■ **Selected passage**
--- BEGIN ---
# Best dry food for dull, thinning coat?



## Alexasha (Nov 17, 2011)

Hi all! I haven’t posted in years but I wanted to ask for your expertise about food. Ziggy is 6 years old, spayed, no health issues (I tested her for thyroid due to hair thinning but normal) and I currently feed her Holistic Health but in past year I’ve noticed her hair has gotten coarse especially on her back, tail, and behind rear legs. It looks like it has lost its curl and now is thinning behind her legs, on her tail, and where her harness hits above her shoulders (she’s a puller). She’s a picky eater and is not wild about her current food, only eats when hungry and even then she takes each kibble one by one tossing it around the house before eating it! 
I’m wondering if she’d do better with a tiny kibble (this is small but she must chew each one carefully).
Suggestions about brands that are good quality and could help her coat?
I’m not sure why this has happened, I don’t see her scratching or licking her paws, so wonder if it’s diet.
Oh and I tried omega 3 capsules for a year and they did absolutely nothing so I’d rather save the money.
Look forward to your thoughts.
Thank you!


----------



## Shamrockmommy (Aug 16, 2013)

Me personally, I would try Proplan Sensitive Skin and Stomach. It’s a salmon formula. 
Some people call Purina “junk” but I feed it and my Jack does extremely well on the Proplan Toy Breed formula (nutrient profiles of all their foods are very similar). 

Another alternative I have liked in the past was Fromm’s Salmon ala Veg. But digestion was not as great as on Proplan. 

Hope this helps.


----------



## Alexasha (Nov 17, 2011)

Thank you for your reply! I will look into these.


----------



## Asta's Mom (Aug 20, 2014)

Not a food, but you might want to try Warren London Hydrating Butter

https://www.amazon.com/Warren-Londo...2&keywords=warren+london+hydrating+dog+butter

I have found it really helps with a dull coat. Not sure it will help with the thinning, but worth a try.


----------



## Alexasha (Nov 17, 2011)

Thank you! I will check it out. Does it smell a lot?


----------



## Asta's Mom (Aug 20, 2014)

Light scent and a little goes a long way.


----------
--- END ---
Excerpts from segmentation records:
--- BEGIN ---
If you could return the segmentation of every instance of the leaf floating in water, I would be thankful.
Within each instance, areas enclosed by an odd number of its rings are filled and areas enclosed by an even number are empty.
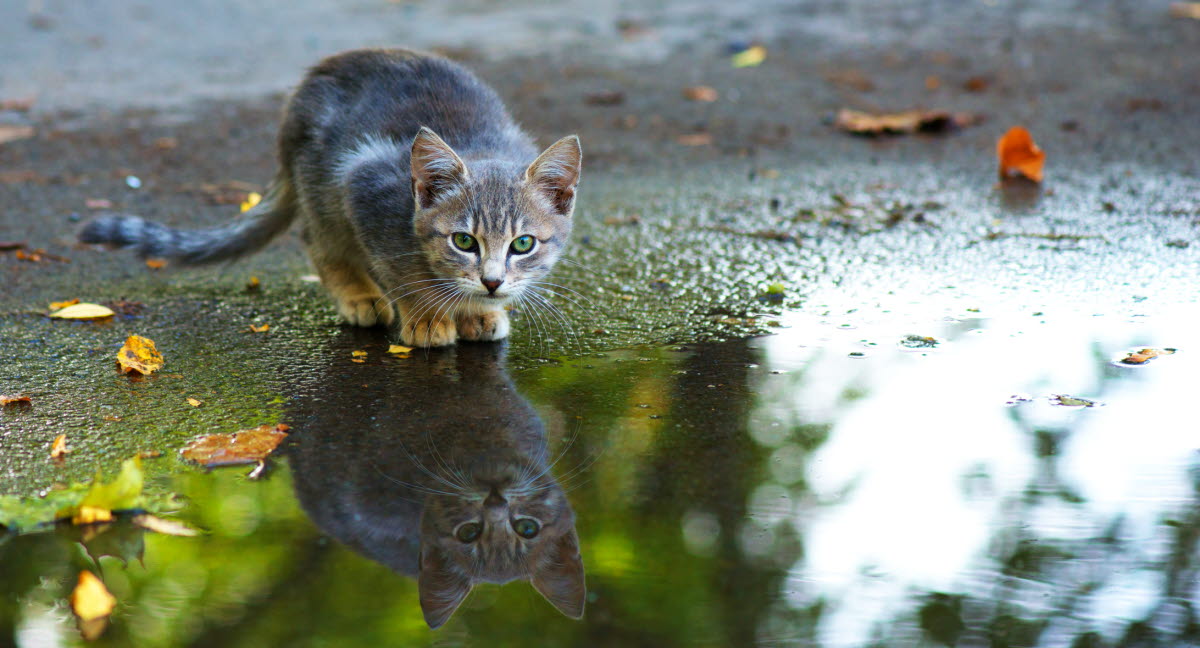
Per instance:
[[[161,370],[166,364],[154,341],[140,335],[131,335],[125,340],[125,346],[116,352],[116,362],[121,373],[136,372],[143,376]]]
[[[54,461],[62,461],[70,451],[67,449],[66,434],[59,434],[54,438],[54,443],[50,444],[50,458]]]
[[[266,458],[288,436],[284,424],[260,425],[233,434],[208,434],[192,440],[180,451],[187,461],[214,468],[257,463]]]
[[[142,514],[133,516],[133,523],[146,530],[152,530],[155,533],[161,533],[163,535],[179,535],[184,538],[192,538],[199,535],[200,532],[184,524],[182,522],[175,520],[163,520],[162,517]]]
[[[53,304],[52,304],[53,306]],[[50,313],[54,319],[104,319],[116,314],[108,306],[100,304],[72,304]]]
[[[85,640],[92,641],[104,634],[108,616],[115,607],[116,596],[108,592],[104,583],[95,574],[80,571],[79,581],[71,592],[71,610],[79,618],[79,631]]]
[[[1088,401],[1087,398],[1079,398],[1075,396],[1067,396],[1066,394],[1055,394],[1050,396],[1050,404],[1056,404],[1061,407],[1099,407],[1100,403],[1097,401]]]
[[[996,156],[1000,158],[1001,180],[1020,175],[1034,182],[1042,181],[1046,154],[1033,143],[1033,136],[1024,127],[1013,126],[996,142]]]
--- END ---
■ **Tasks**
• a. From the coat-care thread, extract the passage starting with "I’m not sure" and going on through "a salmon formula.".
• b. Answer these questions from the coat-care thread:
(i) How old is Ziggy?
(ii) Which salmon formula from Proplan does Shamrockmommy suggest trying?
(iii) How does Asta's Mom describe the scent of the hydrating butter?
• c. List every brand-name food or coat product mentioned in the coat-care thread.
Nothing in the items is needed here.

■ **Results of the tasks**
• a.
I’m not sure why this has happened, I don’t see her scratching or licking her paws, so wonder if it’s diet.
Oh and I tried omega 3 capsules for a year and they did absolutely nothing so I’d rather save the money.
Look forward to your thoughts.
Thank you!


----------



## Shamrockmommy (Aug 16, 2013)

Me personally, I would try Proplan Sensitive Skin and Stomach. It’s a salmon formula.

• b.
(i) 6 years old
(ii) Proplan Sensitive Skin and Stomach
(iii) Light, and a little goes a long way

• c.
Holistic Health
Proplan Sensitive Skin and Stomach
Proplan Toy Breed formula
Fromm's Salmon ala Veg
Warren London Hydrating Butter